Extract provided —
============

Extract the testing split table to GCS.

In [20]:
client.extract_table(dataset_ref.table(TESTING_TABLE_ID), TESTING_FILE_PATH).result()

<google.cloud.bigquery.job.ExtractJob at 0x7f2bfe883da0>

## Develop the training script

Configure the `sklearn` training pipeline.

In [21]:
numeric_features = ['Elevation', 'Aspect', 'Slope', 'Horizontal_Distance_To_Hydrology',
       'Vertical_Distance_To_Hydrology', 'Horizontal_Distance_To_Roadways',
       'Hillshade_9am', 'Hillshade_Noon', 'Hillshade_3pm',
       'Horizontal_Distance_To_Fire_Points']
categorical_features = ['Wilderness_Area', 'Soil_Type']

preprocessor = ColumnTransformer(
    transformers=[
        ('num', StandardScaler(), numeric_features),
        ('cat', OneHotEncoder(), categorical_features) 
    ])

pipeline = Pipeline([
    ('preprocessor', preprocessor),
    ('classifier', SGDClassifier(loss='log'))
])

Run the pipeline locally.

In [22]:
df_train = pd.read_csv(TRAINING_FILE_PATH)
df_validation = pd.read_csv(VALIDATION_FILE_PATH)

X_train = df_train.drop('Cover_Type', axis=1)
y_train = df_train['Cover_Type']
X_validation = df_validation.drop('Cover_Type', axis=1)
y_validation = df_validation['Cover_Type']

pipeline.set_params(classifier__alpha=0.001, classifier__max_iter=1000)
pipeline.fit(X_train, y_train)
pipeline.score(X_validation, y_validation)

0.7036413422453527

#### Prepare the hyperparameter tuning application.
Since the training run on this dataset is computationally expensive you can benefit from running a distributed hyperparameter tuning job on AI Platform Training.

In [52]:
TRAINING_APP_FOLDER = 'training_app'
os.makedirs(TRAINING_APP_FOLDER, exist_ok=True)

Write the tuning script.

In [59]:
%%writefile {TRAINING_APP_FOLDER}/train.py

import os
import subprocess
import sys

import fire
import pickle
import numpy as np
import pandas as pd

import hypertune

from sklearn.compose import ColumnTransformer
from sklearn.linear_model import SGDClassifier
from sklearn.pipeline import Pipeline
from sklearn.preprocessing import StandardScaler, OneHotEncoder


def train_evaluate(job_dir, training_dataset_path, validation_dataset_path, alpha, max_iter, hptune):
    
  df_train = pd.read_csv(training_dataset_path)

============

The request —
Answer these from the notebook excerpt above:
(a) Which loss setting is given to the SGDClassifier in the pipeline?
(b) What validation score does the pipeline reach when run locally?
(c) What folder name is assigned to TRAINING_APP_FOLDER?

============

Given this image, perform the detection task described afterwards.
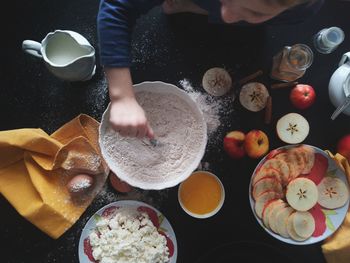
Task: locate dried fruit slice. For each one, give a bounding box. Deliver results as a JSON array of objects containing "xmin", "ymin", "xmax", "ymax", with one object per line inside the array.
[
  {"xmin": 276, "ymin": 113, "xmax": 310, "ymax": 144},
  {"xmin": 261, "ymin": 158, "xmax": 290, "ymax": 185},
  {"xmin": 296, "ymin": 145, "xmax": 315, "ymax": 174},
  {"xmin": 276, "ymin": 206, "xmax": 295, "ymax": 238},
  {"xmin": 255, "ymin": 191, "xmax": 281, "ymax": 218},
  {"xmin": 252, "ymin": 177, "xmax": 283, "ymax": 200},
  {"xmin": 276, "ymin": 148, "xmax": 305, "ymax": 180},
  {"xmin": 293, "ymin": 211, "xmax": 315, "ymax": 238},
  {"xmin": 317, "ymin": 177, "xmax": 349, "ymax": 209},
  {"xmin": 239, "ymin": 82, "xmax": 270, "ymax": 112},
  {"xmin": 202, "ymin": 68, "xmax": 232, "ymax": 96},
  {"xmin": 252, "ymin": 168, "xmax": 282, "ymax": 185},
  {"xmin": 287, "ymin": 213, "xmax": 307, "ymax": 242},
  {"xmin": 261, "ymin": 199, "xmax": 286, "ymax": 228},
  {"xmin": 286, "ymin": 177, "xmax": 318, "ymax": 211},
  {"xmin": 268, "ymin": 201, "xmax": 288, "ymax": 234}
]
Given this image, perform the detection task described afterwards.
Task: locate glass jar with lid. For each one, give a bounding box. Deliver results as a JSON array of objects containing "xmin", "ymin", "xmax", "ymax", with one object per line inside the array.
[{"xmin": 270, "ymin": 44, "xmax": 313, "ymax": 82}]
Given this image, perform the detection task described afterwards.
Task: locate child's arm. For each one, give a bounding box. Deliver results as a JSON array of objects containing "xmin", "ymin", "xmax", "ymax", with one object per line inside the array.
[
  {"xmin": 97, "ymin": 0, "xmax": 163, "ymax": 138},
  {"xmin": 105, "ymin": 68, "xmax": 154, "ymax": 138}
]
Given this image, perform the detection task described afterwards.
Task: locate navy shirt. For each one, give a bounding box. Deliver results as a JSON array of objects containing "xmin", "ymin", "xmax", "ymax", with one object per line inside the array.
[{"xmin": 97, "ymin": 0, "xmax": 324, "ymax": 67}]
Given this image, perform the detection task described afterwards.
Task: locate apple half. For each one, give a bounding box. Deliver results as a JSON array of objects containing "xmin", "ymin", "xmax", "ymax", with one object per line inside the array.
[
  {"xmin": 276, "ymin": 113, "xmax": 310, "ymax": 144},
  {"xmin": 286, "ymin": 177, "xmax": 318, "ymax": 211},
  {"xmin": 317, "ymin": 177, "xmax": 349, "ymax": 209}
]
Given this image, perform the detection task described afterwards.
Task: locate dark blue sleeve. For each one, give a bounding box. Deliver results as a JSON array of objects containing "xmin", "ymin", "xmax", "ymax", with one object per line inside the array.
[
  {"xmin": 97, "ymin": 0, "xmax": 163, "ymax": 67},
  {"xmin": 266, "ymin": 0, "xmax": 324, "ymax": 25}
]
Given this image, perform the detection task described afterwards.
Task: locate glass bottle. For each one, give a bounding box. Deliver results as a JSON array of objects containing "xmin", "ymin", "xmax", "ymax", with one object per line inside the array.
[
  {"xmin": 270, "ymin": 44, "xmax": 313, "ymax": 82},
  {"xmin": 314, "ymin": 26, "xmax": 345, "ymax": 54}
]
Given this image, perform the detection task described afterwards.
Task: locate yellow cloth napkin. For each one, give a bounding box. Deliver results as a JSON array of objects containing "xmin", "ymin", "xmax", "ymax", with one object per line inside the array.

============

Final result —
(a) log
(b) 0.7036413422453527
(c) training_app